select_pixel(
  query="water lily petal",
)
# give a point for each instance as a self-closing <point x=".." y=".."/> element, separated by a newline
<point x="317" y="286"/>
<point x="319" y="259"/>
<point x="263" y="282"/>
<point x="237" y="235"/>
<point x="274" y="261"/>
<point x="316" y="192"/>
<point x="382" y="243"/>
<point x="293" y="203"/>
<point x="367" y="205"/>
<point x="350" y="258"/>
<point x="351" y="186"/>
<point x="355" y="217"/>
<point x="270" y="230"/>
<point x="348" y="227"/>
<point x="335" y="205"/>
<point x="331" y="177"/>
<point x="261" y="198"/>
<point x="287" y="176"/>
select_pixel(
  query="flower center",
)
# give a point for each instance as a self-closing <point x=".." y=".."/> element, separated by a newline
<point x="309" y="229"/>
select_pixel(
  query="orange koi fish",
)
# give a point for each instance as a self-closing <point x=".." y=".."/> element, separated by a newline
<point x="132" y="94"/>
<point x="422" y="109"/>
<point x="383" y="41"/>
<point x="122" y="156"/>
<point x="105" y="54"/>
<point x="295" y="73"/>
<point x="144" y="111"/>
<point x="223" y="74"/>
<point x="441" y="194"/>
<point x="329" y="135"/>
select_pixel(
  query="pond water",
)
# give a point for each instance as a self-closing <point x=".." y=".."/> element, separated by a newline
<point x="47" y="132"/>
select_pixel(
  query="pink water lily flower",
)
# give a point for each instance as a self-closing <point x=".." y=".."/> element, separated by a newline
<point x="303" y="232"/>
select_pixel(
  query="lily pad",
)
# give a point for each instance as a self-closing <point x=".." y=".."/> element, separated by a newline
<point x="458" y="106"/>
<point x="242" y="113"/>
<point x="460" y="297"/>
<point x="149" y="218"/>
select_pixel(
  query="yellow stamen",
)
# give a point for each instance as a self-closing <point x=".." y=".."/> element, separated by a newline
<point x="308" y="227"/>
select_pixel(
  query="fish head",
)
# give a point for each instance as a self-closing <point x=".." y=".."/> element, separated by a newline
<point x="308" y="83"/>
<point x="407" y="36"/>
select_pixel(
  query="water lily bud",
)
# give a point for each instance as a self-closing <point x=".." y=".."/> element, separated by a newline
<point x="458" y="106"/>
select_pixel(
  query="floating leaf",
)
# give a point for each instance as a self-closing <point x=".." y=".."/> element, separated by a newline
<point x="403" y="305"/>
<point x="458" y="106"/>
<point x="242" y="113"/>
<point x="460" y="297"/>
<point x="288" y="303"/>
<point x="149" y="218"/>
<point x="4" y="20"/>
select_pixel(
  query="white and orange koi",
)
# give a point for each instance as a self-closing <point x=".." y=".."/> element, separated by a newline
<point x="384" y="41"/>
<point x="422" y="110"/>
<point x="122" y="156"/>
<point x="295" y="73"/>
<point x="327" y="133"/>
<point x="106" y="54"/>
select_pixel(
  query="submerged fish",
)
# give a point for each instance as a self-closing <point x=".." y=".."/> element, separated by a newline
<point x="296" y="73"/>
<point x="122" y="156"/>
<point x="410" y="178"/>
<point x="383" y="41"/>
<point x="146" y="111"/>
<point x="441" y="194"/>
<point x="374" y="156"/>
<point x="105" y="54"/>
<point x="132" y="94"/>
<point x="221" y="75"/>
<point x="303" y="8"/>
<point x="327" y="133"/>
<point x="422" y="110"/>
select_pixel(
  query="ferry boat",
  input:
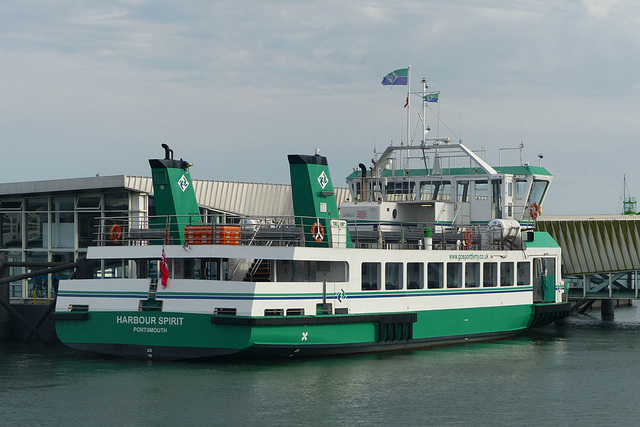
━━━━━━
WHAT TO PRODUCE
Set down the full listing above with its wording unchanged. Leave out its images.

EXPECTED OUTPUT
select_pixel(
  query="water lily petal",
)
# give a point for each instance as a self-closing <point x=".." y=".."/> element, separated by a newline
<point x="317" y="286"/>
<point x="319" y="259"/>
<point x="263" y="282"/>
<point x="237" y="235"/>
<point x="274" y="261"/>
<point x="316" y="192"/>
<point x="382" y="243"/>
<point x="293" y="203"/>
<point x="367" y="205"/>
<point x="350" y="258"/>
<point x="351" y="186"/>
<point x="355" y="217"/>
<point x="270" y="230"/>
<point x="348" y="227"/>
<point x="335" y="205"/>
<point x="331" y="177"/>
<point x="261" y="198"/>
<point x="287" y="176"/>
select_pixel(
  query="flower center",
)
# give a point for each instance as a self-closing <point x=".." y=".."/> element, separated by a newline
<point x="309" y="229"/>
select_pixel(
  query="orange koi fish",
)
# give a point for each instance as a self-closing <point x=".." y=".."/> element, separated by a newline
<point x="132" y="94"/>
<point x="422" y="109"/>
<point x="383" y="41"/>
<point x="122" y="156"/>
<point x="105" y="54"/>
<point x="295" y="73"/>
<point x="144" y="111"/>
<point x="223" y="74"/>
<point x="441" y="194"/>
<point x="329" y="135"/>
select_pixel(
  query="pond water",
)
# give a point for each instance as a self-closing <point x=".." y=".."/> element, separated by a newline
<point x="47" y="132"/>
select_pixel(
  query="pink water lily flower",
)
# give a point for each instance as a self-closing <point x=".." y=".."/> element, separated by a newline
<point x="303" y="232"/>
select_pixel(
  query="lily pad",
)
# give a point for each instance as a self-closing <point x=".." y=".."/> element, separated by a newline
<point x="458" y="106"/>
<point x="242" y="113"/>
<point x="460" y="297"/>
<point x="149" y="218"/>
select_pixel(
  query="yellow stamen",
)
# give a point for each instance as a self-closing <point x=".." y=".."/> element, separated by a newline
<point x="308" y="227"/>
select_pixel(
  query="fish head",
)
# give a point for each instance as a self-closing <point x=".." y=".."/> element, separated by a newline
<point x="308" y="83"/>
<point x="407" y="36"/>
select_pixel(
  query="water lily bud",
)
# give a point for each instance as a self-closing <point x=".." y=".."/> element, separated by a newline
<point x="458" y="106"/>
select_pixel(
  query="floating leaf",
)
# give a point for each instance as a self-closing <point x=".." y=".."/> element, separated by a newline
<point x="403" y="305"/>
<point x="458" y="106"/>
<point x="242" y="113"/>
<point x="460" y="297"/>
<point x="288" y="303"/>
<point x="149" y="218"/>
<point x="4" y="20"/>
select_pixel(
  query="white and orange koi",
)
# give a point for each instance as a self-closing <point x=".." y=".."/> element, separated by a newline
<point x="384" y="41"/>
<point x="422" y="110"/>
<point x="122" y="156"/>
<point x="295" y="73"/>
<point x="327" y="133"/>
<point x="106" y="54"/>
select_pixel(
  query="submerged fish",
)
# give a point for each instance as a self-closing <point x=".." y=".."/> element, separated by a newline
<point x="296" y="73"/>
<point x="122" y="156"/>
<point x="410" y="178"/>
<point x="383" y="41"/>
<point x="146" y="111"/>
<point x="441" y="194"/>
<point x="374" y="156"/>
<point x="105" y="54"/>
<point x="132" y="94"/>
<point x="221" y="75"/>
<point x="303" y="8"/>
<point x="327" y="133"/>
<point x="422" y="110"/>
select_pixel(
  query="ferry boat",
  input:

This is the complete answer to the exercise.